__EXERCISE PROMPT__. In the copy, include every record below exactly as it appears, but no pictures.

[[ RECORDED INFORMATION open ]]

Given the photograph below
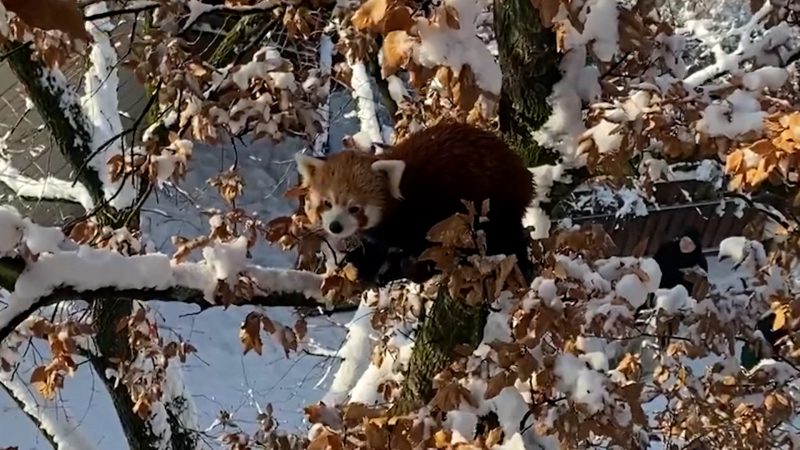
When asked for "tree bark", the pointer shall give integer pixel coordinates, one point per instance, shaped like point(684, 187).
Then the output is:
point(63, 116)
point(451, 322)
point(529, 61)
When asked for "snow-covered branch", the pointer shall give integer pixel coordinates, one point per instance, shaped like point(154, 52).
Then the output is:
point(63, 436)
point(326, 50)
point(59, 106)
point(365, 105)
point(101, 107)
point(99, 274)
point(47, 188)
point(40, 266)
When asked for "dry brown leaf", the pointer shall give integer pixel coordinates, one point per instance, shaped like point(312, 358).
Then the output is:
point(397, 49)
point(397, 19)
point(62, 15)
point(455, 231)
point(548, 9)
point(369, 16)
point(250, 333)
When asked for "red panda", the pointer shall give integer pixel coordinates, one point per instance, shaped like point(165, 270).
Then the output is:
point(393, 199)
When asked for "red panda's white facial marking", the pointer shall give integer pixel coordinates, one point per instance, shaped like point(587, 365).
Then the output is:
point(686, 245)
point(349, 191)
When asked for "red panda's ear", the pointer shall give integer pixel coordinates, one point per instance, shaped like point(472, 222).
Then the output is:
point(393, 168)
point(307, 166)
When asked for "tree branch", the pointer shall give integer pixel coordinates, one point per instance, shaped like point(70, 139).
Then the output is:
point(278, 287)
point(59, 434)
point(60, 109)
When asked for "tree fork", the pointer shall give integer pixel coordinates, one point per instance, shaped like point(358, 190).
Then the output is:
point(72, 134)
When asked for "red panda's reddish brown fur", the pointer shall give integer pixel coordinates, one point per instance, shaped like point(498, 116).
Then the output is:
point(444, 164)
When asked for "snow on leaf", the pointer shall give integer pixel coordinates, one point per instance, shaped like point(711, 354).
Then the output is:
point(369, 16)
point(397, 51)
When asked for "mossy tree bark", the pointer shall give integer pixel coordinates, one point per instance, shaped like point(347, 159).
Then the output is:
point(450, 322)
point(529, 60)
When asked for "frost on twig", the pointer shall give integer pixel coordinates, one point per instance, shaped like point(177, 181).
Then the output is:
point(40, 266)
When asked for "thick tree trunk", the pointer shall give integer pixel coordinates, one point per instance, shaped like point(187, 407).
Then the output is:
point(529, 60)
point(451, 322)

[[ RECORDED INFORMATION closed ]]

__ANSWER TO THIS TASK__.
Given the photograph below
When asked for "tree bark", the pointer shall give integer pixel coordinates, one point per instance, shaped like point(684, 187).
Then the output is:
point(63, 116)
point(451, 322)
point(529, 61)
When asked for "snow-covered branch", the pointer shall give integer pixel coordinates, one point per instance, shaped like point(154, 52).
Then the output is:
point(63, 436)
point(326, 50)
point(59, 106)
point(365, 105)
point(101, 107)
point(99, 274)
point(47, 188)
point(40, 266)
When asked for "dry brown leaf", the pointer shall give integer pixel coordinates, one point per instance, shaped like point(312, 358).
Then the output is:
point(397, 49)
point(397, 19)
point(62, 15)
point(455, 231)
point(548, 9)
point(369, 16)
point(250, 333)
When asked for "red panda", the pointer shall give integer pixel coordinates, one point per instance, shaped like point(165, 270).
Then the output is:
point(393, 199)
When asked for "red panda's white facial marking", the pointer shall give integer pixel coordinates, one point per instance, shaped like point(587, 365).
Then the output is:
point(686, 245)
point(349, 191)
When asked for "red panda's ear", the pointer shall give integer pixel coordinates, one point per instance, shaped like point(472, 222).
Then the output is:
point(393, 168)
point(307, 166)
When asked for "tree branch", the pointer shall give integer pixel coordinates, one point per instance, shaped like point(70, 139).
Then the output is:
point(278, 287)
point(59, 434)
point(60, 109)
When asked for "tree fork", the pointer shall give integer pixel coordinates, one point per instance, shaped like point(358, 190).
Then the output is:
point(72, 134)
When asked for "red panda's reddish brown fur", the pointer shall give integer pixel coordinates, one point per instance, shaped like point(498, 116).
Then the output is:
point(444, 164)
When asked for "snow on leaf", the pointer shall give integer pixel coordinates, one point per instance, shaped like point(711, 354).
Then the output is:
point(369, 16)
point(397, 51)
When asked for "mossy tree bark", the pointer shall give integer pixel coordinates, one point per instance, shaped like point(347, 159).
Then the output is:
point(450, 322)
point(529, 60)
When asked for "frost on twig", the pointer shall give integer pixel coordinates, one point per instance, shaped like point(177, 181).
Then the output is:
point(40, 266)
When asked for "thick tree trunk", the pointer shall give integer pixel coordinates, one point per instance, shaped like point(187, 407).
Then the output is:
point(529, 60)
point(451, 322)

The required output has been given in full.